## start Page extract

Skip to main content

Designing and building a production-grade microservices system in Python with a real-world case study

Posted By

Suraj Unde

Date Posted
14-May-2026

Monolithic applications work — until they don't. As teams grow and release cycles get longer, the codebase becomes a coordination problem as much as a technical one. Python microservices change that, but only if you understand what you're actually signing up for.

This guide covers how production-grade Python microservices behave in the real world — team ownership, deployment independence, distributed failures, and data consistency trade-offs. A food delivery system (Order, Payment, Delivery) is used as the case study throughout so every concept maps to something concrete rather than staying theoretical.

Python microservices — build faster, deploy independently, fail smaller

A microservice isn't defined by how small it is — it's defined by what it owns. Each service is responsible for a specific business capability and exposes it through APIs or events.

production_grade_microservices_system_in_Python

The important idea is simple: each service owns its logic, its data, and its lifecycle.

## end Page extract

Stated goal 1: Pick out each line of the records that contains the string "saddle". Case counts.
Stated goal 2: Write the next part of the microservices article, picking up after its final sentence.
The microservices article and the records come from separate sources.

## start Task data

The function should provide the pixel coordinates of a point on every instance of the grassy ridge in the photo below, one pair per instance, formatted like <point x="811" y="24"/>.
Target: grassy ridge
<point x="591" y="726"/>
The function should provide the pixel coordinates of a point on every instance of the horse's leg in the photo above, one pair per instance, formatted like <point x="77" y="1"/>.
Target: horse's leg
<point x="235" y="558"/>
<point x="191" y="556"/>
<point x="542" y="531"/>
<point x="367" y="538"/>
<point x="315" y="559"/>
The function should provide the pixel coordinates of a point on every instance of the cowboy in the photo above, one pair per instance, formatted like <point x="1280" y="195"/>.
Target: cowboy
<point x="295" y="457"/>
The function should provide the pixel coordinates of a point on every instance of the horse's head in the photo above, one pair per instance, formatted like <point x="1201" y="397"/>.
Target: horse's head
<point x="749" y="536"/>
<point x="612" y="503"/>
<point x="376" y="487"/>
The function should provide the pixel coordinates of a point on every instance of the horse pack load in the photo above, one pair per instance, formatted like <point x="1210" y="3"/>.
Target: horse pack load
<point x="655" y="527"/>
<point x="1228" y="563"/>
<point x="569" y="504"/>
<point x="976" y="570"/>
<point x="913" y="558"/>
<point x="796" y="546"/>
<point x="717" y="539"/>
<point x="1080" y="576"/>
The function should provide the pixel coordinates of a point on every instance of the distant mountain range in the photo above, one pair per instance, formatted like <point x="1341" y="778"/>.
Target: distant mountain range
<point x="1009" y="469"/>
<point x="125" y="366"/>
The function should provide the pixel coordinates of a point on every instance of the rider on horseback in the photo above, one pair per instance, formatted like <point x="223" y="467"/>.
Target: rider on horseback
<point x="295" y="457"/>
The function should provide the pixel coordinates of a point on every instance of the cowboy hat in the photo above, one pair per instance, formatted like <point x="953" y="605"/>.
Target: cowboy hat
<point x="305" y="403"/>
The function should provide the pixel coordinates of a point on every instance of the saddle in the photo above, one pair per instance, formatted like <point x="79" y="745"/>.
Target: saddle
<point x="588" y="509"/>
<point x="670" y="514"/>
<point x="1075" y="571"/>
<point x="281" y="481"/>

## end Task data

Final answer 1:
The function should provide the pixel coordinates of a point on every instance of the saddle in the photo above, one pair per instance, formatted like <point x="79" y="745"/>.
Target: saddle

Final answer 2:
How this applies to our case study

We're building a food delivery system where placing an order triggers multiple steps:

  • Order gets created
  • Payment gets processed
  • Delivery gets assigned

In a monolith, all of this lives in one codebase and one database. A small change in delivery logic means retesting the entire flow.

In our design, we’ve split this into:

  • Order Service 
  • Payment Service 
  • Delivery Service 

But the goal is not just “splitting services”. The real goal is clear ownership:

  • Order Service doesn’t know how payment works 
  • Payment Service doesn’t care about delivery logic 
  • Delivery Service can evolve independently 

They interact only through defined APIs/events.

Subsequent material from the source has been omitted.